[Position annotation records]
-*-*-
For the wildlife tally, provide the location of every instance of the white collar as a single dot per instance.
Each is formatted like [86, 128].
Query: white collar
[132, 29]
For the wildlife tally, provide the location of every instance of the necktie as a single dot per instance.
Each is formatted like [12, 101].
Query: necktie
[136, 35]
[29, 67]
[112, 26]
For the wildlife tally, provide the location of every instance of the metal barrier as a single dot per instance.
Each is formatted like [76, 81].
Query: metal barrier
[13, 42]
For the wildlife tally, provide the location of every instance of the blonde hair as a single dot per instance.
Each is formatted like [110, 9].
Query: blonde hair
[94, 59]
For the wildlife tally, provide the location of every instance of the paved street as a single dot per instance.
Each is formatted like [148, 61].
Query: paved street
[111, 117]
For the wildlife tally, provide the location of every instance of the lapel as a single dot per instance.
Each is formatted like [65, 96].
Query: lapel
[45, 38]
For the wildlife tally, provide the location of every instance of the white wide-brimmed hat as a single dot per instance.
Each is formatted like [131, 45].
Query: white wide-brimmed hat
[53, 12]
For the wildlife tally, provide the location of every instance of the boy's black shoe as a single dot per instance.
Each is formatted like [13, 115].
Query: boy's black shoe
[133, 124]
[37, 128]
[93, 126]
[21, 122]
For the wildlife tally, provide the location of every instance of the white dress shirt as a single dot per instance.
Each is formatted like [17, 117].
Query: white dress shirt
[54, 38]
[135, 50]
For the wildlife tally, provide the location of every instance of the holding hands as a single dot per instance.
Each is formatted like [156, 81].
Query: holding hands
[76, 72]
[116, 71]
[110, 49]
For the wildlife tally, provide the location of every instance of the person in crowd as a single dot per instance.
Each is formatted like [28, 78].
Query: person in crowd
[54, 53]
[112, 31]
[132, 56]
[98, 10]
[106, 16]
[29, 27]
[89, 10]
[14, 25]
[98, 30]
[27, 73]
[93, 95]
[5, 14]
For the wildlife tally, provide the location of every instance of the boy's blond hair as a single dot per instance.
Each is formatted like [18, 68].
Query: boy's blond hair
-*-*-
Please arrange the lines from the one containing "crowd as a single dot per instance." through the end of the records, inclusive, as a numbered list. Omit any blank lines.

RESPONSE BELOW:
1. For the wildlife tally, provide the location of every instance of the person in crowd as a single dot per instance.
2. Each is formatted like [28, 78].
3. Query: person in crowd
4. [54, 53]
5. [112, 31]
6. [132, 56]
7. [98, 10]
8. [106, 16]
9. [29, 27]
10. [89, 10]
11. [14, 25]
12. [98, 30]
13. [27, 73]
14. [93, 95]
15. [5, 14]
16. For the wildlife tally, provide the location of every instance of the boy's blond hair as a single dot per instance.
17. Each is formatted like [18, 68].
18. Query: boy's blond hair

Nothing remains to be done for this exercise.